*** Begin section ***

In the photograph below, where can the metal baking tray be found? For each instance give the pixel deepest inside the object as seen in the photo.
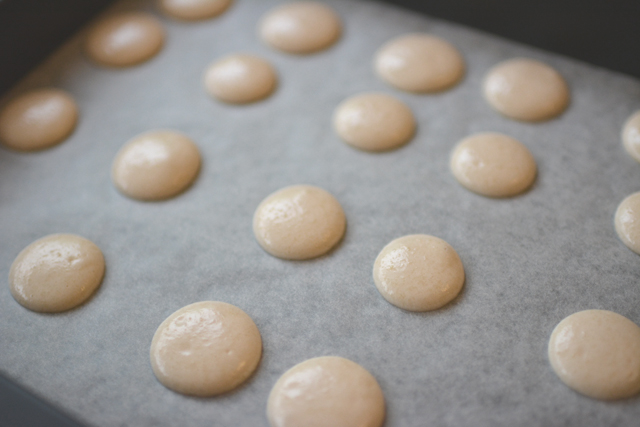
(31, 30)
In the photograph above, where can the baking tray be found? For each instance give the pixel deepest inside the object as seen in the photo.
(530, 261)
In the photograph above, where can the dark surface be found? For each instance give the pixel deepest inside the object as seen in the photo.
(32, 29)
(602, 32)
(19, 408)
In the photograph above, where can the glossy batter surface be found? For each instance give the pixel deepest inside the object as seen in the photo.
(419, 63)
(418, 272)
(631, 135)
(326, 392)
(597, 353)
(38, 119)
(301, 27)
(299, 222)
(493, 164)
(627, 222)
(194, 10)
(125, 39)
(205, 349)
(374, 122)
(156, 165)
(240, 79)
(525, 89)
(56, 273)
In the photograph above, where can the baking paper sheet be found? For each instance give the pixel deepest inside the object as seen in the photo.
(480, 361)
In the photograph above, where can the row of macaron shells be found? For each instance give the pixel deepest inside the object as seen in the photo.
(416, 42)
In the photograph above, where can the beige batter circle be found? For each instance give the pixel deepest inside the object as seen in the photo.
(419, 63)
(493, 165)
(299, 222)
(125, 39)
(38, 119)
(156, 165)
(631, 135)
(194, 10)
(418, 272)
(205, 349)
(301, 27)
(627, 222)
(374, 122)
(326, 392)
(240, 79)
(56, 273)
(525, 89)
(597, 353)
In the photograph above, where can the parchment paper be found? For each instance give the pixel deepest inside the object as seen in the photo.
(480, 361)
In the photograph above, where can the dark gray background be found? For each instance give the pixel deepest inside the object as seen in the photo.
(530, 261)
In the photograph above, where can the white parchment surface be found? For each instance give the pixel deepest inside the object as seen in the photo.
(480, 361)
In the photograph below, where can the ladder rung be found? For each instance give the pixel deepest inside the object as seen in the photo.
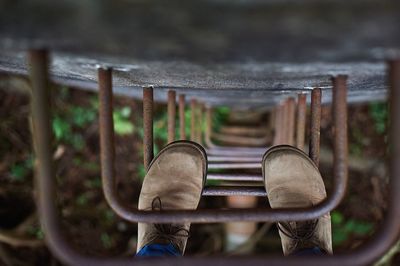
(234, 191)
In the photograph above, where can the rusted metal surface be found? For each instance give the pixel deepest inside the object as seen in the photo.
(233, 140)
(207, 134)
(285, 122)
(235, 177)
(234, 191)
(234, 165)
(171, 115)
(193, 104)
(236, 151)
(251, 131)
(45, 184)
(202, 216)
(182, 120)
(291, 120)
(278, 124)
(199, 126)
(301, 120)
(315, 124)
(235, 158)
(148, 151)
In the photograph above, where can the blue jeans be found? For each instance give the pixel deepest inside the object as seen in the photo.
(159, 250)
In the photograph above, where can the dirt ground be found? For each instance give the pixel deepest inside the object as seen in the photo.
(92, 227)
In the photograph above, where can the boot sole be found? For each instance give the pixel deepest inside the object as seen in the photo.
(186, 143)
(281, 148)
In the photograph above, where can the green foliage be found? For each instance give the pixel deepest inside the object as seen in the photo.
(122, 123)
(359, 141)
(35, 232)
(343, 229)
(106, 240)
(220, 116)
(19, 171)
(93, 183)
(141, 172)
(65, 124)
(109, 216)
(379, 113)
(82, 200)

*** End section ***

**Work to complete**
Although the records include pictures, output only their text, exactly and completely.

**Problem solution**
In the photograph below, where can the metal baking tray be found? For each instance give the pixel deepest inside the object as seen in the photo.
(31, 30)
In the photograph above, where can the baking tray be found? For each instance give the pixel deepest inside the object as seen in the photo.
(530, 261)
In the photograph above, where can the dark surface be found? For each instance give the pixel deepest inside the object as seen in the photo.
(32, 29)
(602, 32)
(19, 408)
In the photograph above, where can the glossy batter surface be found? For each instance give the pixel deepest inside the object as seen in the photo.
(419, 63)
(418, 272)
(631, 135)
(326, 392)
(597, 353)
(38, 119)
(301, 27)
(299, 222)
(493, 164)
(627, 222)
(194, 10)
(125, 39)
(205, 349)
(374, 122)
(156, 165)
(240, 79)
(525, 89)
(56, 273)
In the photograph above, where can the baking paper sheet be found? For each instance give the pixel deepest inside the object as seen in the photo.
(480, 361)
In the photograph above, where can the row of macaron shells be found? For each instance give the pixel deepest inside the object as seen in the photo.
(416, 42)
In the photograph above, where can the beige batter circle be found? For each instance give the pixel deepest inside the object as seen in the photo.
(419, 63)
(493, 165)
(299, 222)
(125, 39)
(38, 119)
(156, 165)
(631, 135)
(194, 10)
(418, 272)
(205, 349)
(301, 27)
(627, 222)
(374, 122)
(326, 392)
(240, 79)
(56, 273)
(525, 89)
(597, 353)
In the photograph above, where can the parchment paper be found? For each instance give the pixel deepest inside the object as seen in the photo.
(480, 361)
In the photograph above, where can the dark gray background be found? For each instance give the pixel deepest inside the object as seen in the photo.
(530, 261)
In the photograph above, where can the white parchment surface be found? For each instance give the pixel deepest inside the object as seen in the photo.
(480, 361)
In the photograph below, where can the ladder rung be found? For each instance give the pixel deepest inside the object as seen in the photo.
(234, 191)
In the photograph above, where can the rusted metal surface be found? For each instance give the pixel deepest inside the object as seen in the photo.
(233, 140)
(207, 134)
(285, 122)
(235, 177)
(234, 191)
(234, 165)
(171, 115)
(193, 104)
(236, 151)
(251, 131)
(45, 184)
(202, 216)
(182, 120)
(291, 120)
(278, 124)
(199, 126)
(301, 120)
(315, 124)
(235, 158)
(148, 151)
In the photograph above, where can the blue jeans be found? For each instance give the pixel deepest inside the object as seen in the photo.
(159, 250)
In the photograph above, where can the dirt ground be found? For each instance give the pixel deepest inside the object as seen in the photo.
(92, 227)
In the photograph above, where can the boot sole be found? For each instance give the pixel deepest inside the object as seen in the photo.
(186, 143)
(281, 148)
In the photograph above, where can the green foliage be found? For each instance give the pixel deepest inside the object as seen in the photo.
(122, 123)
(359, 141)
(35, 232)
(343, 229)
(106, 240)
(220, 116)
(19, 171)
(93, 183)
(141, 172)
(65, 124)
(109, 216)
(379, 113)
(82, 200)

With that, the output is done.